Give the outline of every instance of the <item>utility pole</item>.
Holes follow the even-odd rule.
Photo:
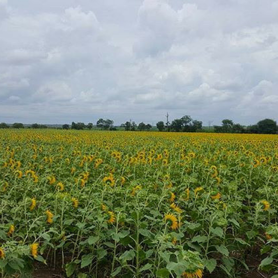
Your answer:
[[[167,119],[167,121],[166,122],[166,126],[167,128],[167,131],[168,131],[169,130],[168,129],[168,125],[169,125],[169,122],[168,121],[168,119],[169,117],[169,114],[168,114],[168,112],[167,112],[167,114],[166,114],[166,118]]]

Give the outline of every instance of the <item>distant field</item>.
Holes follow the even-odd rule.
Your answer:
[[[270,277],[277,173],[275,135],[0,130],[2,277]]]

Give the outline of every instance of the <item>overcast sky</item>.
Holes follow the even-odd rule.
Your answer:
[[[277,0],[0,0],[0,122],[278,120]]]

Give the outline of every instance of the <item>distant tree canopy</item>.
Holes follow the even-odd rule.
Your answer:
[[[170,128],[172,131],[177,132],[196,132],[202,129],[202,122],[193,120],[190,116],[186,115],[172,121]]]
[[[232,120],[226,119],[222,121],[222,126],[215,125],[216,132],[222,133],[242,133],[244,128],[239,123],[234,123]]]
[[[8,128],[9,126],[5,123],[0,123],[0,128]]]
[[[73,122],[71,123],[71,129],[76,129],[78,130],[84,129],[86,128],[86,125],[84,123],[77,123]]]
[[[257,124],[259,133],[275,134],[277,131],[276,122],[270,119],[265,119],[258,122]]]
[[[146,125],[142,122],[138,125],[138,128],[140,131],[144,131],[144,130],[150,130],[152,127],[151,125],[150,124],[148,123]]]
[[[265,119],[258,122],[255,125],[244,126],[239,123],[235,124],[231,120],[222,121],[222,126],[214,126],[215,132],[223,133],[260,133],[275,134],[278,127],[275,121]]]
[[[15,123],[12,126],[14,128],[24,128],[24,126],[21,123]]]
[[[114,123],[113,121],[107,119],[106,120],[100,119],[96,122],[96,126],[101,130],[108,130],[112,128]]]
[[[39,125],[38,123],[33,123],[31,126],[32,128],[47,128],[47,126],[45,125]]]
[[[157,123],[157,127],[160,131],[163,131],[165,128],[164,122],[162,121]]]

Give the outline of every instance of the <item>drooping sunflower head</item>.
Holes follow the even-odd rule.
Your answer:
[[[8,236],[11,237],[13,235],[14,231],[14,226],[13,225],[11,225],[9,228],[9,230],[7,233]]]
[[[164,220],[172,230],[177,230],[178,227],[178,219],[173,214],[168,213],[164,217]]]
[[[260,202],[264,205],[264,210],[265,211],[268,210],[270,207],[269,203],[265,200],[263,200],[261,201]]]
[[[71,202],[72,202],[72,205],[75,209],[77,209],[78,207],[78,200],[76,198],[73,197],[71,198]]]
[[[116,219],[115,217],[115,214],[113,211],[108,212],[107,213],[109,216],[109,219],[107,220],[107,222],[110,224],[112,224],[115,222]]]
[[[30,246],[31,254],[35,259],[38,257],[38,243],[33,243]]]
[[[5,251],[1,247],[0,247],[0,259],[3,259],[5,258]]]
[[[31,205],[30,205],[30,211],[33,211],[36,207],[36,201],[34,198],[31,199]]]
[[[54,216],[52,213],[49,210],[47,210],[45,212],[46,215],[46,222],[50,224],[53,222],[53,217]]]

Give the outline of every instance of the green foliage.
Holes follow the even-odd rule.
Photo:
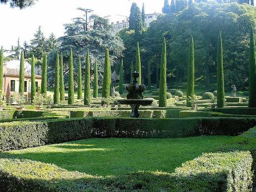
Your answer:
[[[91,95],[90,92],[90,56],[89,55],[89,50],[87,50],[86,57],[85,60],[85,71],[84,80],[84,104],[85,105],[90,105],[91,102]]]
[[[98,62],[95,61],[94,65],[94,77],[93,79],[93,97],[97,98],[98,97]]]
[[[164,38],[162,48],[160,82],[159,88],[159,106],[161,107],[165,107],[167,106],[166,89],[166,43],[165,38]]]
[[[82,99],[82,68],[81,67],[80,56],[79,56],[79,60],[78,61],[78,99]]]
[[[195,51],[193,36],[191,36],[189,51],[187,64],[187,107],[191,107],[189,101],[189,97],[195,95]]]
[[[60,101],[60,57],[59,53],[56,56],[55,80],[54,81],[54,103],[58,104]]]
[[[119,71],[119,93],[123,94],[124,90],[124,68],[123,68],[123,61],[122,59],[121,63],[120,65],[120,71]]]
[[[41,83],[41,93],[42,94],[47,94],[47,54],[44,53],[43,63],[42,66],[42,82]]]
[[[219,35],[217,51],[217,106],[225,106],[224,75],[223,73],[223,50],[221,33]]]
[[[249,56],[249,107],[256,107],[256,53],[254,33],[252,26]]]
[[[61,56],[60,56],[60,101],[65,100],[65,85],[63,73],[63,54],[61,53]]]
[[[104,70],[103,73],[103,85],[102,86],[102,97],[109,99],[110,97],[110,80],[109,78],[110,75],[110,62],[109,61],[109,51],[108,49],[106,50],[105,55],[105,64]]]

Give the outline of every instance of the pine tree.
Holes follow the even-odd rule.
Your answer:
[[[33,55],[32,56],[31,61],[31,95],[30,96],[31,99],[31,102],[33,102],[35,96],[36,92],[36,73],[35,72],[35,56]]]
[[[22,50],[21,55],[21,62],[20,63],[20,84],[18,88],[18,92],[22,95],[24,95],[24,51]]]
[[[256,55],[253,26],[252,26],[250,34],[249,57],[249,107],[256,107]]]
[[[159,88],[159,106],[160,107],[165,107],[167,105],[166,88],[166,42],[165,38],[163,38]]]
[[[63,72],[63,55],[61,53],[60,67],[60,101],[65,100],[65,85]]]
[[[47,54],[44,53],[43,63],[42,66],[42,82],[41,82],[41,93],[47,94]]]
[[[109,61],[109,51],[106,50],[105,55],[105,63],[103,74],[103,85],[102,86],[102,97],[108,99],[110,97],[110,85],[109,73],[110,62]]]
[[[191,36],[189,52],[189,63],[187,64],[187,107],[191,107],[189,102],[190,97],[195,95],[195,51],[194,40]]]
[[[78,61],[78,99],[82,99],[82,68],[81,67],[81,57]]]
[[[98,97],[99,86],[98,85],[98,63],[97,60],[95,60],[94,65],[94,77],[93,80],[93,97],[97,98]]]
[[[54,104],[58,104],[60,101],[60,57],[59,53],[56,56],[55,80],[54,81]]]
[[[123,59],[121,60],[121,64],[120,65],[120,71],[119,71],[119,93],[123,94],[124,90],[124,67],[123,67]]]
[[[85,71],[84,73],[84,105],[89,105],[91,102],[91,96],[90,94],[90,56],[89,55],[89,50],[87,50],[86,57],[85,59]]]
[[[3,47],[2,46],[0,51],[0,91],[3,91]]]
[[[139,73],[139,76],[138,80],[138,82],[139,85],[141,84],[141,53],[139,51],[139,42],[137,42],[137,50],[136,50],[136,65],[135,66],[135,69],[136,72]]]
[[[72,48],[70,48],[69,55],[69,95],[68,104],[73,105],[74,102],[74,65],[73,65],[73,52]]]
[[[151,84],[151,68],[150,67],[150,62],[148,62],[148,90],[151,89],[152,84]]]
[[[217,106],[225,106],[224,76],[223,73],[223,48],[221,33],[219,35],[217,50]]]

TASK REQUIREMENTS: Could you retype the lines above, from the very first one up to and including the line that contains "[[[277,0],[0,0],[0,122],[278,120]]]", leaving out the picture?

RESPONSE TO THIS EXERCISE:
Give the outline of every instance of the <item>utility pole</item>.
Holes follow the even-odd rule.
Photo:
Your answer:
[[[167,119],[167,121],[166,122],[166,126],[167,128],[167,131],[168,131],[169,130],[168,129],[168,125],[169,125],[169,122],[168,121],[168,119],[169,117],[169,114],[168,114],[168,112],[167,112],[167,114],[166,114],[166,118]]]

Give the outline of every instance of the <item>distant field</item>.
Holes follow the even-odd rule.
Your answer:
[[[270,277],[277,173],[275,135],[0,130],[2,277]]]

Give the outline of every instance of the <item>overcast sky</item>.
Holes follow the even-odd rule.
Your answer:
[[[277,0],[0,0],[0,122],[278,120]]]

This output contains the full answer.